* **Exercise prompt**
Tally the lines in the listing below that contain the string "positive", treating uppercase and lowercase as different, and reply with only the number.

Excerpts from the dataset
-- Opening Marker --

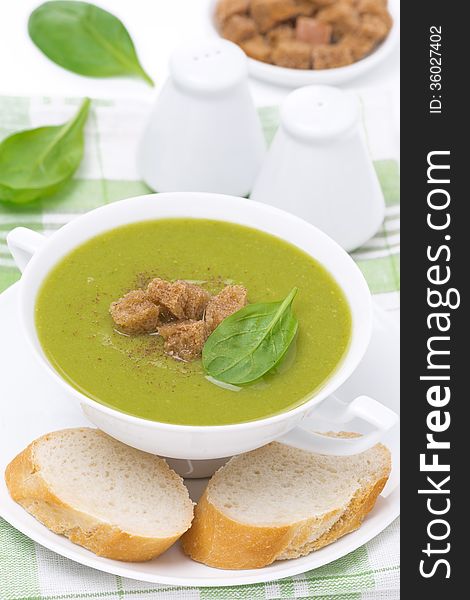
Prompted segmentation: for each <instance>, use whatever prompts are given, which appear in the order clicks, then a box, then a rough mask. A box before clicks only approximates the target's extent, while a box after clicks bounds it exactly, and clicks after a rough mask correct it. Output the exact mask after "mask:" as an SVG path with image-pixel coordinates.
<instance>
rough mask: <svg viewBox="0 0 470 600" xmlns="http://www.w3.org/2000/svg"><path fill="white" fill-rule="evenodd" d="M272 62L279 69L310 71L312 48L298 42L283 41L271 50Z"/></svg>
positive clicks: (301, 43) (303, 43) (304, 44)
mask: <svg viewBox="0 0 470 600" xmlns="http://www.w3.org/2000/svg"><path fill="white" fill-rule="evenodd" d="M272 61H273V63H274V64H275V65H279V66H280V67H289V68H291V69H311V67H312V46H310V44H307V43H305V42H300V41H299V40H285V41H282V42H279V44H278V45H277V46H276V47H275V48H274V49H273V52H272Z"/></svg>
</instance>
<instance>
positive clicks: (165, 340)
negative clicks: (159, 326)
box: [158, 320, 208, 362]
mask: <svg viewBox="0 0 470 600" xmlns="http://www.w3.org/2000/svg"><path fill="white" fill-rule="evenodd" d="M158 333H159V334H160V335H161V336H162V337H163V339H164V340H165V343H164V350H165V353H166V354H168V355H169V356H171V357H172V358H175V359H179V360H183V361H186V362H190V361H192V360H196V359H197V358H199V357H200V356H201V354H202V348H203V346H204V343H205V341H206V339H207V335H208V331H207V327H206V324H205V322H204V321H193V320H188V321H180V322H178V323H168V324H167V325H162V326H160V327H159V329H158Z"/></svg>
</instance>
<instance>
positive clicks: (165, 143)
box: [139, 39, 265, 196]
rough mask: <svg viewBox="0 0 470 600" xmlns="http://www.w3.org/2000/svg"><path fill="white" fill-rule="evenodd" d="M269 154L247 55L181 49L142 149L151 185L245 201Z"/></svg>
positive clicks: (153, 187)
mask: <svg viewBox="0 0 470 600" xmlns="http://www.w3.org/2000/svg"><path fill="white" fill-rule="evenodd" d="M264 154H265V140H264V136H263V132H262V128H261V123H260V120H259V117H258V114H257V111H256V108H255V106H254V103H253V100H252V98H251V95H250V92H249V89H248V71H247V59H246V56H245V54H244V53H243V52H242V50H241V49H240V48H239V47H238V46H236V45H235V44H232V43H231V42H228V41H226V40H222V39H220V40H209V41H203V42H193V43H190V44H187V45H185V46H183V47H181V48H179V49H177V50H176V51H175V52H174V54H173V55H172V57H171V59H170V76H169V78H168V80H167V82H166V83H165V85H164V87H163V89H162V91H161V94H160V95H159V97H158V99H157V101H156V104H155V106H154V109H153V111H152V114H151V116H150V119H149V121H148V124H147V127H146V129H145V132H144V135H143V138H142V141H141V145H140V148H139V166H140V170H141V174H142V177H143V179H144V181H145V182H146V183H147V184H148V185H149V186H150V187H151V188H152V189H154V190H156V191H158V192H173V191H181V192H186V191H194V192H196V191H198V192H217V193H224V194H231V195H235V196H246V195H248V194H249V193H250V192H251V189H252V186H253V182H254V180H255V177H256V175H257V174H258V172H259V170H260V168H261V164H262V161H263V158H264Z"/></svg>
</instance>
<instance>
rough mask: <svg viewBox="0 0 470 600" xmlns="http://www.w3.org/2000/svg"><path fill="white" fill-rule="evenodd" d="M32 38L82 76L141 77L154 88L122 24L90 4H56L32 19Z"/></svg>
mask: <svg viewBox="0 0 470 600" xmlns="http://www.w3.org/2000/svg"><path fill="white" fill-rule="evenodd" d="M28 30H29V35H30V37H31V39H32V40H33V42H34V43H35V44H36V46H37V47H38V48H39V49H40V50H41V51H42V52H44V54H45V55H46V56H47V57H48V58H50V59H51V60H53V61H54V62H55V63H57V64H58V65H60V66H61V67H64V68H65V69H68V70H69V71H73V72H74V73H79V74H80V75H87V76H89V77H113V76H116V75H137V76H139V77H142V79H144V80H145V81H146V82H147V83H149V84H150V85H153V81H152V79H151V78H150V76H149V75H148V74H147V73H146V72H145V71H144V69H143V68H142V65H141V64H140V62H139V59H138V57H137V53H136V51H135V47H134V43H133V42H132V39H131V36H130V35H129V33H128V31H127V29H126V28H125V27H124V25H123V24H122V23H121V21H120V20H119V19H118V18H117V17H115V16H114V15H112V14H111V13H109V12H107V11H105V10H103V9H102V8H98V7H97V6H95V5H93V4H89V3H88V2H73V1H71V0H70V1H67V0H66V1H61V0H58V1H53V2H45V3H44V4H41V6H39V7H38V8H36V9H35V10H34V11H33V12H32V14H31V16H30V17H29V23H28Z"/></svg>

-- Closing Marker --

* **Output of the task**
4